*Work request:* Go through the entries below and collect each line with the string "evenodd" in it.

Dataset records
________________________________________

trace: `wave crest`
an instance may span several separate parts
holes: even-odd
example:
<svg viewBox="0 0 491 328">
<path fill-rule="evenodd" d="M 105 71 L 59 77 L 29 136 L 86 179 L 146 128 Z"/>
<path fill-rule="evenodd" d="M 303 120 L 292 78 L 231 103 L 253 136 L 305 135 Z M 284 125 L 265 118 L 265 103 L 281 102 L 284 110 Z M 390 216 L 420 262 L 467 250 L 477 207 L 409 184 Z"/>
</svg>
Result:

________________________________________

*Result:*
<path fill-rule="evenodd" d="M 105 71 L 59 77 L 29 136 L 86 179 L 146 128 Z"/>
<path fill-rule="evenodd" d="M 303 120 L 292 78 L 231 103 L 253 136 L 305 135 Z M 284 125 L 265 118 L 265 103 L 281 102 L 284 110 Z M 390 216 L 420 262 L 467 250 L 477 207 L 409 184 Z"/>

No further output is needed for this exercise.